--- START TEXT TO READ ---

Great Power Perspectives: Sovereignty, Norms and Attribution

Mischa Hansel

Mischa Hansel leads IFSH’s research on "International Cybersecurity" (ICS) since February 2021. Previously, he spent several years outside academia, as a program and media officer at the Development and Peace Foundation (sef:) and at the German Aerospace Center (DLR). Between 2013 and 2018, he worked as postdoctoral researcher and lecturer in International Relations at RWTH Aachen University and the University of Giessen respectively. Mischa Hansel studied political science, history, and German language and literature at the University of Cologne, where he completed his PhD with a thesis on conflict and cooperation in the field of international cybersecurity.  He also worked as a visiting fellow at George Washington University, the European Space Policy Institute in Vienna, the Vrije Universiteit Amsterdam, and Leiden University.

Twitter: @MischaHansel


Staff profile:



Great Power Narratives on the Crisis of Cyber Norm Building: Understanding Legitimization Strategies and Dilemmas

States, companies and civil society actors broadly agree on the need to prevent ICT misuse, regardless of actors, through effective international regulation. However, corresponding norm-building processes are repeatedly characterised by setbacks and controversies about interpretations – be it in 2017, after the failure of the fifth UN Group of Governmental Experts (GGE) or in 2021, when geopolitical tensions flared up during a series of severe supply-chain and ransomware attacks against critical infrastructures. In these and other cases, state representatives engaged in intense storytelling, accusing their counterparts of imposing “the law of the jungle” on others or of following hidden agendas at the UN. In other instances, foreign leaders allegedly sacrificed the needs of the international community for personal profit or domestic politics gains.

This paper focusses on the stories through which state representatives address the international audience, seeking to explain the international community’s recurrent failures to secure cyberspace against arms races, crisis escalations and destructive criminal acts. Using narrative concepts and methods, the analysis seeks to explore the dynamics of this emerging transnational public diplomacy, focussing on the narratives of the United States, Russia and China in particular. Beyond comparing main structural elements of each narrative, i.e. their basic settings, responsible actors and key chain of events that led to the failure of stabilizing cyberspace, the goal is to explore plausible influences on narrative construction – ranging from security concerns and domestic politics to international legitimacy. On each of these levels, decisions about withholding or disclosing information play a crucial role. The paper therefore links research on foreign policy narratives with the growing body of literature on secrecy, political attributions and other information disclosures.

--- END TEXT TO READ ---

Answer these questions from the text on cyber norm building:
1. Since when has Mischa Hansel led IFSH's research on "International Cybersecurity"?
2. Which three countries' narratives does the paper focus on in particular?
3. In what year did the fifth UN Group of Governmental Experts fail?
The rows are separate material and have no connection to the text on cyber norm building.

--- START GIVEN ENTRIES ---

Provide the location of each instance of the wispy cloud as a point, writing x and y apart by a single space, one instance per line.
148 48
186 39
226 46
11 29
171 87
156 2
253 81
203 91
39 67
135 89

--- END GIVEN ENTRIES ---

§ **TASK RESULT**
1. Since February 2021.
2. The United States, Russia and China.
3. In 2017.